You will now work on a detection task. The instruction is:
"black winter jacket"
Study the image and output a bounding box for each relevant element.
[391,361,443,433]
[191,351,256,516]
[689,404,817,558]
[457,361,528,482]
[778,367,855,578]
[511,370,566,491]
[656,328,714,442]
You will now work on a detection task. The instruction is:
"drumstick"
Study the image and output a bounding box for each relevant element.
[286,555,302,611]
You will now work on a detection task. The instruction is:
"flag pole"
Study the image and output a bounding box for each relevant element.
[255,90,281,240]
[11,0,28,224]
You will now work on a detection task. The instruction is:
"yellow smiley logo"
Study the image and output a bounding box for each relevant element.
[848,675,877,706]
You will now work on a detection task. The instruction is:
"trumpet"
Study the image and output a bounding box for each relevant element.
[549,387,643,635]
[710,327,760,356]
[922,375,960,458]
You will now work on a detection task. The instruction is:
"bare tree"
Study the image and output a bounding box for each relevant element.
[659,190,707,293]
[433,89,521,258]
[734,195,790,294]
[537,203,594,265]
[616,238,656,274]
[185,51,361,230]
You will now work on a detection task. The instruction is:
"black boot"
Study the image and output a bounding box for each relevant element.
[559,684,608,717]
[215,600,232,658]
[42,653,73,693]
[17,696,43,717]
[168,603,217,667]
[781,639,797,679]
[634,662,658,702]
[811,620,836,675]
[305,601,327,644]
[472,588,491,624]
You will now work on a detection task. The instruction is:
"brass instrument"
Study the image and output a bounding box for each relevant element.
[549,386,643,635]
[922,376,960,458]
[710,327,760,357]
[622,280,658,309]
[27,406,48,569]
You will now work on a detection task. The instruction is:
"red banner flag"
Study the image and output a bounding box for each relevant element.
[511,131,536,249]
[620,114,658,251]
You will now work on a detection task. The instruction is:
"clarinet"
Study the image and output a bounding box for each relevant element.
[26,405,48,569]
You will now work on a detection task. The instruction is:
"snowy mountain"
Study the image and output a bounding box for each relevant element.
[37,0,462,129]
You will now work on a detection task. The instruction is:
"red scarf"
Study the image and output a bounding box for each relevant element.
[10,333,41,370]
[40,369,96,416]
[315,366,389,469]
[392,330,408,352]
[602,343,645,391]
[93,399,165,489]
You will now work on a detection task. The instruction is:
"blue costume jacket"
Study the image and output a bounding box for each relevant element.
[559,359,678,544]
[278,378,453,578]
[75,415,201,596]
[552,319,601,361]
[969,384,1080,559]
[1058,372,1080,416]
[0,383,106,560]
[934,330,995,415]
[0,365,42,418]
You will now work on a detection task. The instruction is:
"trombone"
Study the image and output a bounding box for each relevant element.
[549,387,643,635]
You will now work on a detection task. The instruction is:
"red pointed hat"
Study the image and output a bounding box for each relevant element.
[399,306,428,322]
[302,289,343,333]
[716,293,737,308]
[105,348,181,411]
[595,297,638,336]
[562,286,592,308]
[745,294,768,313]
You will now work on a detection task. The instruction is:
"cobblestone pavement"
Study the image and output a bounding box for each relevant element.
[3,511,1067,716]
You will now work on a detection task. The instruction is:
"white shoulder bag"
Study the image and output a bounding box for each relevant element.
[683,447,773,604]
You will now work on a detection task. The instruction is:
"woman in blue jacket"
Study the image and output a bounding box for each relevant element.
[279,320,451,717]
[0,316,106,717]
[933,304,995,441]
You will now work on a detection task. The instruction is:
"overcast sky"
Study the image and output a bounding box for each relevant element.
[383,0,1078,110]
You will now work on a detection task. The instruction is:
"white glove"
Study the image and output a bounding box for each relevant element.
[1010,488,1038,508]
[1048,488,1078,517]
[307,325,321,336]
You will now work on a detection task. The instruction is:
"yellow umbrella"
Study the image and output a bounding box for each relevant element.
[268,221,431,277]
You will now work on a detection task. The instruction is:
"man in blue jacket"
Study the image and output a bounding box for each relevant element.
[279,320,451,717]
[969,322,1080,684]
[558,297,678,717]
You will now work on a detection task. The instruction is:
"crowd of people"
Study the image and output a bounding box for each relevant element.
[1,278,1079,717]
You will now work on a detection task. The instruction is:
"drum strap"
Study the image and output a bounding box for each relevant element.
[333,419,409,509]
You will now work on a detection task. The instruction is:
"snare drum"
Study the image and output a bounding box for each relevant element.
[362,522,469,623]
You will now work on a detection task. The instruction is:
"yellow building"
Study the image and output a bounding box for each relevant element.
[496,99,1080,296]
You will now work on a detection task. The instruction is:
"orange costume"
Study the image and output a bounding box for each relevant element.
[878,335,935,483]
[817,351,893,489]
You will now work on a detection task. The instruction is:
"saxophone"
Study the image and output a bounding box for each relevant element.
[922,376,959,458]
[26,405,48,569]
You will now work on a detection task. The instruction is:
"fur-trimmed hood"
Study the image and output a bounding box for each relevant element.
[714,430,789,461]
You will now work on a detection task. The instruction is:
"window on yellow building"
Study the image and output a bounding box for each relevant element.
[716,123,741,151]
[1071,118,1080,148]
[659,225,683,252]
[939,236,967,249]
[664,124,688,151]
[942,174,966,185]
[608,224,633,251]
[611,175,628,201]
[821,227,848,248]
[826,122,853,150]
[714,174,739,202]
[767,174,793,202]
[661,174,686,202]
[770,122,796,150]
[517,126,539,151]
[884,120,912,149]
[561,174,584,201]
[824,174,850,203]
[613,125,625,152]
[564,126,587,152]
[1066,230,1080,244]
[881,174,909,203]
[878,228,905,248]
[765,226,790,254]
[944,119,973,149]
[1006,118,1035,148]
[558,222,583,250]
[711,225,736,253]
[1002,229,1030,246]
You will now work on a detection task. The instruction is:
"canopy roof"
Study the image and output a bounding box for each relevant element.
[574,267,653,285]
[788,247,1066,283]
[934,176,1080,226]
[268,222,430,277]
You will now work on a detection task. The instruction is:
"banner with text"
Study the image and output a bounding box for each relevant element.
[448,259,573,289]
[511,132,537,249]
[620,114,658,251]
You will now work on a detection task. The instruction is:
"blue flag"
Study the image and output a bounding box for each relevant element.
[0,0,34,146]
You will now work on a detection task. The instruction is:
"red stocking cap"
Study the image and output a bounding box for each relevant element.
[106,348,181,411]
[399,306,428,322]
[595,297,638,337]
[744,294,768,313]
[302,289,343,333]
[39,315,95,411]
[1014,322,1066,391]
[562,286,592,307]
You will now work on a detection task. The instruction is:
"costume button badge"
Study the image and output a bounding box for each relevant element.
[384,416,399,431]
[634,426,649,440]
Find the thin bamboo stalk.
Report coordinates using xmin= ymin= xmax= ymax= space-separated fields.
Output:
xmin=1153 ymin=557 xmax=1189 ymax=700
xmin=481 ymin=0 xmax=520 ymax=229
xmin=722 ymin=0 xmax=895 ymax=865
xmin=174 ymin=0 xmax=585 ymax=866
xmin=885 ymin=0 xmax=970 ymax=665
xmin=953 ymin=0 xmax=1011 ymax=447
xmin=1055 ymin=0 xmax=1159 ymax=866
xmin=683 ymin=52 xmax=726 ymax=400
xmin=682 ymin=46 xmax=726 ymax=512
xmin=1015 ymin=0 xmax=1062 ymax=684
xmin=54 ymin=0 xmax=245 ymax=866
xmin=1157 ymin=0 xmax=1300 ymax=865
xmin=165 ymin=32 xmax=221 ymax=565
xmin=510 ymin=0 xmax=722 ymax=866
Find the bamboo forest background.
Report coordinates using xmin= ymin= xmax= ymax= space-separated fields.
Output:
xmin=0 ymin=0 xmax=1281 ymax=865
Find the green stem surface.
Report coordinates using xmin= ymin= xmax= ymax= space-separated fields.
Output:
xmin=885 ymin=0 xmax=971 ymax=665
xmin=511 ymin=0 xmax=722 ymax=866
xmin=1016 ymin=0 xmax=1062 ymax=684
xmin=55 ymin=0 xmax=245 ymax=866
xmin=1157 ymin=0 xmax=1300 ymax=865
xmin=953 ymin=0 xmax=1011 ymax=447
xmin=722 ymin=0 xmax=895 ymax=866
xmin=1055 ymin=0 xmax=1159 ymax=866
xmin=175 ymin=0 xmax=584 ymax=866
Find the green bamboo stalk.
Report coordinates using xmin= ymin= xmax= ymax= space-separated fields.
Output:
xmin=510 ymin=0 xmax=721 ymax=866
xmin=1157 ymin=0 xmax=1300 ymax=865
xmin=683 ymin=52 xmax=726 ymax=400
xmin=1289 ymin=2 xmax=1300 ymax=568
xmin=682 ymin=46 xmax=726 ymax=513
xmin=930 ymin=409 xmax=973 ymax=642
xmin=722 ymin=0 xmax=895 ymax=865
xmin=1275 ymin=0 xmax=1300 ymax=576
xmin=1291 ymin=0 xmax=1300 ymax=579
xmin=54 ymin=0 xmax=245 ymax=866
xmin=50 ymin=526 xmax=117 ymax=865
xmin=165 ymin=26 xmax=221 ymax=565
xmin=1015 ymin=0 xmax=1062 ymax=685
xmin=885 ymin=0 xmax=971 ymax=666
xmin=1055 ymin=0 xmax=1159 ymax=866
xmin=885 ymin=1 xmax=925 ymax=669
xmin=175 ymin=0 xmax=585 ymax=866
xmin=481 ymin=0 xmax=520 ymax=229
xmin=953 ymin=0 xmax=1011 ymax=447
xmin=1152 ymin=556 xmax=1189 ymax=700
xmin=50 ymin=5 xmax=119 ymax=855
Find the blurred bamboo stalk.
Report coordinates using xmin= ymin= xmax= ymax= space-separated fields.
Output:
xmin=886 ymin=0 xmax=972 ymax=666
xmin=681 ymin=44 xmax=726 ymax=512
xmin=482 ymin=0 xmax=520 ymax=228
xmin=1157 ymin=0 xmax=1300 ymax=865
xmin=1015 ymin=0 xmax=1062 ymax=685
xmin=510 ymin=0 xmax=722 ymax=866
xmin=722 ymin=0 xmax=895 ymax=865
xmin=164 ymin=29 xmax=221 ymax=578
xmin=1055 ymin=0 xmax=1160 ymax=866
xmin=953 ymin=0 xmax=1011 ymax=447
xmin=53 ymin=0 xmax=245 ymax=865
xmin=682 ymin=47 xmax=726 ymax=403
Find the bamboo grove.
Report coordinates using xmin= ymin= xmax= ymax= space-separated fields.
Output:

--- --- ---

## THE PROBLEM:
Each line that contains the string "blue" should be copied from the data above.

## OUTPUT FOR THIS EXERCISE:
"blue costume jacket"
"woman in blue jacket"
"man in blue jacket"
"blue flag"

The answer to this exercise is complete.